_Provided passage_.
════════════════════

Stanley Dimbleby

Personal information
- Full name: Stanley Dimbleby
- Date of birth: 27 November 1916
- Place of birth: South Killingholme, England
- Date of death: 17 October 1992 (aged 75)
- Place of death: Kirk Ella, England
- Height: 6 ft 1 in (1.85 m)
- Position: Left-half

Youth career
- South Killingholme

Senior career*
- Years: Team / Apps / (Gls)
- 1935–1937: Hull City / 20 / (0)
- 1937–1938: Port Vale / 1 / (0)
- Total:  / 21 / (0)

= Stanley Dimbleby =

English footballer

Stanley Dimbleby (27 November 1916 – 17 October 1992) was an English footballer who played at left-half for Hull City and Port Vale.

==Career==
===Hull City===
Dimbleby attracted the attention of Hull City while playing local football for his village team, South Killingholme, at the age of 18. He joined Hull City in August 1935 and spent much of the 1935–36 season with the reserves. He made his first-team debut at left half late in the campaign under newly reappointed manager David Menzies, with the club struggling near the bottom of the Second Division and facing relegation. Retained for the 1936–37 season, Dimbleby became a useful deputy across the half-back line. He made four starts at left half early in the season before moving to centre half for three matches in October 1936 in place of injured club captain and first-choice centre half Billy Tabram. Following Menzies' death in office in October 1936, the directors assumed responsibility for team selection, and Dimbleby started six matches over the Christmas and New Year period. However, after Ernest Blackburn was appointed manager in January 1937, Dimbleby soon returned to the reserves. He was given a free transfer at the end of the season.

════════════════════

Dataset rows
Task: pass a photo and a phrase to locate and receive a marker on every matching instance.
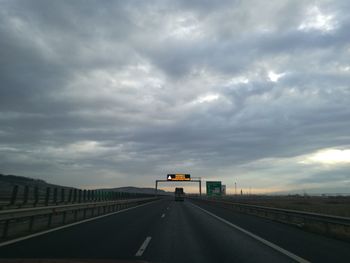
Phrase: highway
(189, 231)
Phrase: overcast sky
(118, 93)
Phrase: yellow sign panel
(179, 177)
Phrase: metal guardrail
(17, 222)
(334, 226)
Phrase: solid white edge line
(69, 225)
(264, 241)
(143, 247)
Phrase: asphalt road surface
(189, 231)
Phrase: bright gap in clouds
(274, 77)
(207, 98)
(316, 20)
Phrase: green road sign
(213, 188)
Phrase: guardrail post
(62, 195)
(5, 228)
(55, 195)
(75, 196)
(64, 217)
(49, 220)
(47, 196)
(14, 195)
(36, 195)
(31, 223)
(80, 195)
(25, 195)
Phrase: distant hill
(8, 181)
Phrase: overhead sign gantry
(180, 178)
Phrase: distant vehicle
(179, 194)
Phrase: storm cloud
(116, 93)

════════════════════

_Exercise brief_.
Reproduce word for word the stretch of the Stanley Dimbleby article from "Personal information" through "Apps / (Gls)". The lines above are not needed here.

_Task result_.
Personal information
- Full name: Stanley Dimbleby
- Date of birth: 27 November 1916
- Place of birth: South Killingholme, England
- Date of death: 17 October 1992 (aged 75)
- Place of death: Kirk Ella, England
- Height: 6 ft 1 in (1.85 m)
- Position: Left-half

Youth career
- South Killingholme

Senior career*
- Years: Team / Apps / (Gls)